● **Page**:
-- Start --
In honor of Veterans Day I write in memory of my father’s father’s grandfather, Alexander Lovett. This ordinary yet exceptional American fought and suffered nobly for his country and his family.
Genealogy is not a hobby of mine. As a result, I am woefully short on specific information for this story. My apologies. I presume this will not dampen the experience here.
Veterans Day began in 1919 to commemorate the ending of America’s inexplicable involvement in the first chapter of Europe’s great civil war, World War I, on November 11, 1918. Originally, the day was Armistice Day. In 1954 it became Veterans Day.
I claim numerous relatives who fought in just about every American war. My father’s father, for example, was a Marine during WWI. He survived the Battle of Belleau Wood. I would not expect younger readers or those formerly interred in government schools to know of this battle. Few, too, know much about the American “Civil War,” which wasn’t. A civil war is where two or more factions wrest for control of a nation or national government. The Southern states no more wanted to control Washington than they did Paris.
I honesty refer to it as the Southern Revolution or, simply, the War Between The States. It was in this romantic yet senseless conflict that Alexander Lovett served as a foot soldier for the Confederate States Army.
Young Confederate Soldier, not Alexander. Google.
In the 1930s the U.S. government recognized Confederate Veterans as American veterans and hero’s. Alexander never claimed to be a hero though he was a proud veteran.
His service was as mundane as any. I do not know if he volunteered or if he was drafted after 1862.
I do know where he ended up. Sometime during the war he was captured and held as a POW at Rock Island, Illinois. He was one of more than 12,000 Confederate prisoners held there during the war. Nearly 2,000 did not leave alive, being buried on the grounds.
The conditions of the facility and the treatment of the prisoners was deplorable. If I ever visit the site I intend to at least spit on it.
-- End --
● **Source excerpt**:
-- Start --
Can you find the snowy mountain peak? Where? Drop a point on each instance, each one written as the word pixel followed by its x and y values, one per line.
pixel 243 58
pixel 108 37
-- End --
Reproduce the Veterans Day piece word for word from "Veterans Day began" to "they did Paris.".

● **Response to this task**:
Veterans Day began in 1919 to commemorate the ending of America’s inexplicable involvement in the first chapter of Europe’s great civil war, World War I, on November 11, 1918. Originally, the day was Armistice Day. In 1954 it became Veterans Day.
I claim numerous relatives who fought in just about every American war. My father’s father, for example, was a Marine during WWI. He survived the Battle of Belleau Wood. I would not expect younger readers or those formerly interred in government schools to know of this battle. Few, too, know much about the American “Civil War,” which wasn’t. A civil war is where two or more factions wrest for control of a nation or national government. The Southern states no more wanted to control Washington than they did Paris.